PASSAGE ▸
####################

Do you remember how Doriane Dantois says "It's a quarter past three."
(pause 4 seconds)
Aurore as Doriane Dantois: Il est trois heures et quart.
Michael: Here, we can see the formula for telling the time in French. First, you say,
Aurore: il est
Michael: and then you place the number equivalent to the hour. In this case, it's "three," or
Aurore: trois
Michael: Next, you add the word for "hour," which is
Aurore: heure
Michael: or, in this case,
Aurore: heures
Michael: since we're dealing with a plural number. We only use the singular for one o'clock. And, speaking of one o'clock, remember to use the feminine singular for one, which is
Aurore: une
Michael: instead of
Aurore: un
Michael: since the French word for hour is feminine. Now, in our example, the time is fifteen minutes past the hour of three o'clock. To say that in French, use the expression "and a quarter," which is
Aurore: et quart.

####################

Entries from a data source:

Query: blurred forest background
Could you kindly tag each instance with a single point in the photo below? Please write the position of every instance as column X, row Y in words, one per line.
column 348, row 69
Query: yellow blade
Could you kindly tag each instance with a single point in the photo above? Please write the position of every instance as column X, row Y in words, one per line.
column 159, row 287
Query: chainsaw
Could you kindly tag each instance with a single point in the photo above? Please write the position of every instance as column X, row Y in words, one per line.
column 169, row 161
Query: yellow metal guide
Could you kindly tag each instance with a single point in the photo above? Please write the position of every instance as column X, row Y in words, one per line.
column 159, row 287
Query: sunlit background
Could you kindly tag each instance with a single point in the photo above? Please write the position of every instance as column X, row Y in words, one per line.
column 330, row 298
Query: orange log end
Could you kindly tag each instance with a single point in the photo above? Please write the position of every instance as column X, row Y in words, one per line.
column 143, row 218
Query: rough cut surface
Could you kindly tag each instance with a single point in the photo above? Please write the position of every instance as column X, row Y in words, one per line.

####################

WHAT YOU NEED TO DO ▸
[1] In the French time lesson, which word for "one" is used when saying one o'clock, and why?
[2] Write the next part of the French time lesson, starting after its last line.

THE RESULTS ▸
[1] "Une," the feminine singular, because the French word for hour is feminine.

[2]
Michael: For thirty minutes past the hour, use the expression
Aurore: et demie,
Michae: which stands for "and a half," as in
Aurore: Il est dix heures et demie.
Michael: or "It's half past ten." You can also just say the number of minutes after the hour, like this:
Aurore: Il est trois heures quinze.
Michael: or "It's three fifteen." Lastly, "quarter to [hour]" is
Aurore: moins le quart
Michael: But, just like earlier, you can also say the number of minutes after the hour:
Aurore: quarante-cinq.
Michael: So "quarter to five" would either be
Aurore: cinq heures moins le quart
Michael: or…
Aurore: quatre heures quarante-cinq.
Michael: You may also hear French people say something like,
Aurore: Il est huit heures pile,
Michael: which literally translates to "It's exactly eight o'clock."
Aurore: pile
Michael: is a word you would use to give the time when there are no minutes; it's exactly a specific time.
[Summary]
Michael: In this lesson, you learned several ways to ask for the time in French. You also learned how to respond when asked what time it is. Let's take this time to review some of the things we've learned, starting with
Aurore: Quelle heure est-il ?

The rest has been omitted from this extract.